→ **ИЗВЛЕЧЁННЫЙ ТЕКСТ**:
####
Поэтому, когда Конти озвучил совершенно невероятную идею о перенесении университета в Вену, речи Баттисти в парламенте приобрели наиболее агрессивный характер. Выступая 24 октября 1911 года на заседании, Баттисти заявил, что он категорически против всех институтов власти в монархии Габсбургов, и тем более в Вене. Он окончательно раскрыл все свои карты, сказав, что это просто нелепо, потому что «главным врагом итальянского университета стало австрийское правительство»[386]
. По его мнению, создание итальянского факультета в Вене не отвечает интересам итальянцев, потому что им нужен «настоящий университет», а не какая-то «мелкооптовая фабрика». Тем более что речь идет не только о юридическом факультете, но и о медицинском, философском и педагогическом, который выпускал бы учителей средних школ, так как отсутствие средней и высшей школы – это «признак упадка национальной культуры»[387] и ведет к «обескровливанию итальянского интеллектуального самосознания». Кроме того, «Вена – неподходящее место для итальянских профессоров еще и потому, что университет не может быть отделен от своего народа, как голова от тела»[388]. Поэтому единственной возможной альтернативой может стать только Триест, как центр итальянцев.Де Гаспери, выступавший на следующий день, напротив, ратовал за создание факультета в Вене, поскольку, с его точки зрения, речь шла о большой уступке австрийских властей в университетском вопросе, то есть о «подчинении общей законосообразности» и «категорическом императиве»[389]
.Стремясь предупредить нападки правых радикалов, Де Гаспери логично возразил, что не стоит опасаться появления на базе университета нового центра итальянского ирредентизма, поскольку именно отказ от культурного равенства и приводил ранее к националистическим волнениям итальянской стороны. Отношение «популистов» к университетскому вопросу он назвал «политикой бессердечного упрямства». Де Гаспери объявил, что пора наконец принять решение и «покончить с туманным состоянием между надеждой и тревогой».
Закончил он свою речь предупреждением:
«Тот, кто хоронит идею факультета, навлекает на свою голову новые проблемы, потому что факультетский вопрос будет восставать из могилы вновь и вновь»[390]
.Пока эти двое изощрялись в афористичности, позади каждого из них росла группа сторонников, что превратило университетский вопрос в политический тупик. Риторическая дуэль окончательно сделала их антагонистами, после чего австрийскому парламенту оставалось довольствоваться ролью зрителя или в крайнем случае статиста, выходящего на сцену с предложением подавать на стол.
Эта борьба за итальянские интересы продолжалась до 1914 года и стала одной из роковых проблем Габсбургской монархии – государства-колосса, поглотившего множество национальностей и в конце концов погребенного под их спудом.
####
→ **ПОКАЗАННЫЕ ЗАПИСИ**:
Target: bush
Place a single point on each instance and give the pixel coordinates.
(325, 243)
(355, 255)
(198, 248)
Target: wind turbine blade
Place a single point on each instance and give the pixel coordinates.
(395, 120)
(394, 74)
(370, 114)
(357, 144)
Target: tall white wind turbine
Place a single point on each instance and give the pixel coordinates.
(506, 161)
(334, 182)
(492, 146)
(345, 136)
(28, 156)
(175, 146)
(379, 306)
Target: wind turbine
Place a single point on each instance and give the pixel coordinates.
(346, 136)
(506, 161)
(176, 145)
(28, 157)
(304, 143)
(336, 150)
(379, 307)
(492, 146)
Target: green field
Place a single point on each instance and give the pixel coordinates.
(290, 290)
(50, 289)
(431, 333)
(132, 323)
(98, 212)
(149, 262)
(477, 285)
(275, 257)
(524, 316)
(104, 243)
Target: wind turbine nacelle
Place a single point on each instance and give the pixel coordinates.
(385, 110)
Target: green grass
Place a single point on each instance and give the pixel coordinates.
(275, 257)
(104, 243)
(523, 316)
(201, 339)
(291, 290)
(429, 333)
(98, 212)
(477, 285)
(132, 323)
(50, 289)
####
→ **ВАШИ ЗАДАНИЯ**:
1. Переведите на английский язык предложение из текста об университетском вопросе: «Отношение «популистов» к университетскому вопросу он назвал «политикой бессердечного упрямства».»
2. Допишите продолжение текста об университетском вопросе, начиная сразу после его последнего предложения.
Записи не имеют никакого отношения к тексту об университетском вопросе.

→ **ОТВЕТЫ**:
1. He called the "populists'" attitude toward the university question a "policy of heartless stubbornness."

2.
Но внутренние трудности и противоречия в решении таких проблем показала именно полемика между Де Гаспери и Баттисти, представителями одной национальной группы. Первый предлагал поэтапную работу вместе с правительством, второй провоцировал развал страны, отмежевание итальянцев и войну.
Де Гаспери видел будущее многонациональной империи в равновесии национальных прав и постепенном замещении немецкого превосходства на конгломерат центра и национальных меньшинств. Готовность к компромиссу Де Гаспери объяснялась стремлением к легитимности, то есть реальному праву на существование международных союзов. Разнонациональные сообщества с политической и прагматической точки зрения должны быть готовы к переговорам. В этом будущего политика Де Гаспери не смог переубедить даже двадцатидневный арест в Инсбруке, временно приравнявший его к бунтовщикам и революционерам. Тем более что в камере, как мы помним, он писал не революционные манифесты, а курсовую работу по «Фаусту».
12 августа 1914 года депутат Венского парламента доктор Баттисти с женой и тремя детьми вышел из своего дома в Тренто и добрался до итальянской границы. Они поселились в Милане. Как раз в это время Италия объявила о своем нейтралитете.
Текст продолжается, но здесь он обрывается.